§ Exercise details: Your reply should hold the line containing "Each instance receives one keypoint. Mark the brown" and every later line of the records, reproduced exactly, and no other lines.

§ Stored dataset items:
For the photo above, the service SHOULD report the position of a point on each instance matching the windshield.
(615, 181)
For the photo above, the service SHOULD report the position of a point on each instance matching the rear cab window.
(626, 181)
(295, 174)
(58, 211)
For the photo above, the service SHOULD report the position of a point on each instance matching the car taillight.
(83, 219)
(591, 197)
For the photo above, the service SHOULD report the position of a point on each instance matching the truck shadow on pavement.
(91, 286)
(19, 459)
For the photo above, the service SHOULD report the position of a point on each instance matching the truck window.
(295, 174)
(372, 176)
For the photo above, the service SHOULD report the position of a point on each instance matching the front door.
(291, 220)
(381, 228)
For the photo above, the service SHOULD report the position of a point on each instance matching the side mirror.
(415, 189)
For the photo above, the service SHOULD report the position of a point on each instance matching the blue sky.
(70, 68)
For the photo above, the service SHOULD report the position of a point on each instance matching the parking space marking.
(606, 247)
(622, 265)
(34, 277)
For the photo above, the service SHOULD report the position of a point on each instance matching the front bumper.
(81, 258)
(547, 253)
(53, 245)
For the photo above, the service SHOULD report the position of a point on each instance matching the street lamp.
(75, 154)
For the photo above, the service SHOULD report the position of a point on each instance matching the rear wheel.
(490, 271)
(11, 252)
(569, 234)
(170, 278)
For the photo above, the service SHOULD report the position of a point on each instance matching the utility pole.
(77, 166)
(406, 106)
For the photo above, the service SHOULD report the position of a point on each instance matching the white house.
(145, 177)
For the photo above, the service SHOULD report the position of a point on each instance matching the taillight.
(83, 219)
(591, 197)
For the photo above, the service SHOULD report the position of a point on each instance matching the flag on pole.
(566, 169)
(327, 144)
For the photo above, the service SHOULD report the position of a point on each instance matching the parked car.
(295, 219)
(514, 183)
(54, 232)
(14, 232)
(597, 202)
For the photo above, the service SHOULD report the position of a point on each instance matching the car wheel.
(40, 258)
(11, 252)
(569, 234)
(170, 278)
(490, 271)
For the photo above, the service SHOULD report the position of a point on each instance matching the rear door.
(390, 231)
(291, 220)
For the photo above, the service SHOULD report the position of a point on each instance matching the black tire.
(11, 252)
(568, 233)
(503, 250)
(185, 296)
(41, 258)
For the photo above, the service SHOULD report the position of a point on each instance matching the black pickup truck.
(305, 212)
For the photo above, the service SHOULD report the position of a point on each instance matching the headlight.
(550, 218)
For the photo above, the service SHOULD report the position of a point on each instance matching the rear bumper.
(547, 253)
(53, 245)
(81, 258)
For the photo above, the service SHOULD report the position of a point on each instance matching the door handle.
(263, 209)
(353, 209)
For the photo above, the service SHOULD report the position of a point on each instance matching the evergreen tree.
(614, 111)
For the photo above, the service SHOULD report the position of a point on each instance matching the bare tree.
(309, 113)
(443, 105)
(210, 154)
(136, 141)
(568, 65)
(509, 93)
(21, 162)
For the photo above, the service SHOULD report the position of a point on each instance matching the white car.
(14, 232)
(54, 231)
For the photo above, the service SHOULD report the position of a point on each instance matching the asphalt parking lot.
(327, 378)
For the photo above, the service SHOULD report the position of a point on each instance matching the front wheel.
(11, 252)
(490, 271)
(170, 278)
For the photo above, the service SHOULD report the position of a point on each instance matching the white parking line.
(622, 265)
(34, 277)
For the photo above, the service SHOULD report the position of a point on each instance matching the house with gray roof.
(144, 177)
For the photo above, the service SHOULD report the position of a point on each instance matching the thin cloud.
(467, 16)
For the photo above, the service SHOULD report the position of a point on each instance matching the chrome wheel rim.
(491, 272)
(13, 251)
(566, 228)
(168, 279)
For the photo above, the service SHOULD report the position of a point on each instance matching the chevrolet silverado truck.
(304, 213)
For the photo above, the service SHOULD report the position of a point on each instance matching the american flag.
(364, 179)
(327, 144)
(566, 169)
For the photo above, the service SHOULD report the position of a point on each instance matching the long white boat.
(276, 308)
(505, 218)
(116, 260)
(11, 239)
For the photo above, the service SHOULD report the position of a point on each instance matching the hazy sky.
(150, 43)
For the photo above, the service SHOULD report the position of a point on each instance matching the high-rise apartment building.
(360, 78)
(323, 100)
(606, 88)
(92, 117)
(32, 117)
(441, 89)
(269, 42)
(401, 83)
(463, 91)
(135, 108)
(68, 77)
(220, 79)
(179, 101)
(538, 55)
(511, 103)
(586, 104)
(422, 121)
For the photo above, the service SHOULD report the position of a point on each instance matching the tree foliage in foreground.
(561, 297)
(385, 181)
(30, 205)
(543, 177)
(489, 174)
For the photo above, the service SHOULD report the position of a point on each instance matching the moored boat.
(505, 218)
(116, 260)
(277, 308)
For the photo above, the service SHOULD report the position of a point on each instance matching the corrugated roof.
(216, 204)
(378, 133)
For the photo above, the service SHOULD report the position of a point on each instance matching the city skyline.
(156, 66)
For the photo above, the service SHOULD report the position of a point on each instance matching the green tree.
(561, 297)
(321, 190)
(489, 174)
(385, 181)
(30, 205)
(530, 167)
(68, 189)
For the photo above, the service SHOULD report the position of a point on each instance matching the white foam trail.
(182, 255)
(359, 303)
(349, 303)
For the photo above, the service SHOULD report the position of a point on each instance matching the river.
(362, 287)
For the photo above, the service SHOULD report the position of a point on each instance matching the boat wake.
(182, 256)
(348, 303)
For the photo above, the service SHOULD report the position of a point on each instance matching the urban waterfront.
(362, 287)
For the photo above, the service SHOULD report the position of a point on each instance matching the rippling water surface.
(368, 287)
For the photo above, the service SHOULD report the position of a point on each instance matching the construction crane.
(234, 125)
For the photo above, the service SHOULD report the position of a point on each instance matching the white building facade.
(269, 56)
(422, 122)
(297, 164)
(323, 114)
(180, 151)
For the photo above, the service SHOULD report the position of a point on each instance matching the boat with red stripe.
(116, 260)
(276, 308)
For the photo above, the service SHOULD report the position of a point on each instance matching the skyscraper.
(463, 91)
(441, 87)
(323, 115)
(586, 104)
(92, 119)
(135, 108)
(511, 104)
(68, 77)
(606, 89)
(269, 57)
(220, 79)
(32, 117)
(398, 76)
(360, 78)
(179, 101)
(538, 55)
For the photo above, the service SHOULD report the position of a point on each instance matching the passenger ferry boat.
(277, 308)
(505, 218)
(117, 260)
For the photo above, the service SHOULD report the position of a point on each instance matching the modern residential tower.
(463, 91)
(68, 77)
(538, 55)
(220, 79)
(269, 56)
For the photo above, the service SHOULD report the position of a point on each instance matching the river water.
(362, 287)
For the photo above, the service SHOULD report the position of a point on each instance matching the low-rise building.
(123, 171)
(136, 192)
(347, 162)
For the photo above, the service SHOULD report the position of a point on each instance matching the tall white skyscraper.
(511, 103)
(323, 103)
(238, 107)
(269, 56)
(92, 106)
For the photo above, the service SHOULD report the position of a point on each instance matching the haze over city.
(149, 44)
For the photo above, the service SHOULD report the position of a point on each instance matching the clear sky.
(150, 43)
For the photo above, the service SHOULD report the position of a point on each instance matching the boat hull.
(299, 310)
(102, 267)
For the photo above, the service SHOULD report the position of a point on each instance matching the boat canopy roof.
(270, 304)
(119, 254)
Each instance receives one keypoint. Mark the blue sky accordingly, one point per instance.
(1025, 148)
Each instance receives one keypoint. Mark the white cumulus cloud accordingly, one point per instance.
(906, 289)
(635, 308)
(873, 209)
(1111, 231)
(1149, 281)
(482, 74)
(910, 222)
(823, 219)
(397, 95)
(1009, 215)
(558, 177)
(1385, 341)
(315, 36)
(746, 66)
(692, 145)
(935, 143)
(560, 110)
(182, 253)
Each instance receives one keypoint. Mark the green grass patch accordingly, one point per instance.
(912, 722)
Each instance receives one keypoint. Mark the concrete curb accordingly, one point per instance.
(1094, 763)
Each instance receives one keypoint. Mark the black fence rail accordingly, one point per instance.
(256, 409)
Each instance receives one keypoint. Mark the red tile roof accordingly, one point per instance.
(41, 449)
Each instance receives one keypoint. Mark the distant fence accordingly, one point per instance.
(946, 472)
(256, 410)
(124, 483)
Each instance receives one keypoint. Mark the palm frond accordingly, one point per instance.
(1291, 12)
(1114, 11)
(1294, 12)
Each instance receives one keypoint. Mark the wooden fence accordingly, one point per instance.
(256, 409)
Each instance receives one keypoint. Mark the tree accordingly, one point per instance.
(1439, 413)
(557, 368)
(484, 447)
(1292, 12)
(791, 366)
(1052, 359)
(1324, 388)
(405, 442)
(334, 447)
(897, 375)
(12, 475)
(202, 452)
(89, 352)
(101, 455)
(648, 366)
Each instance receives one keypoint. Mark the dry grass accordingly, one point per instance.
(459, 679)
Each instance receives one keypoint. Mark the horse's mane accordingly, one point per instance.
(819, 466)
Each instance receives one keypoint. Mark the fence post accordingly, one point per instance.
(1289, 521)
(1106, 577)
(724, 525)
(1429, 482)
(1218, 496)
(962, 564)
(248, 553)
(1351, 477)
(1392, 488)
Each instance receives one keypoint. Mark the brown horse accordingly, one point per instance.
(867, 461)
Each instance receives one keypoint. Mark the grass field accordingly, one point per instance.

§ The completed task:
Each instance receives one keypoint. Mark the brown horse accordingly, one point per instance.
(867, 461)
Each instance receives one keypoint. Mark the grass field accordingly, one point per instance.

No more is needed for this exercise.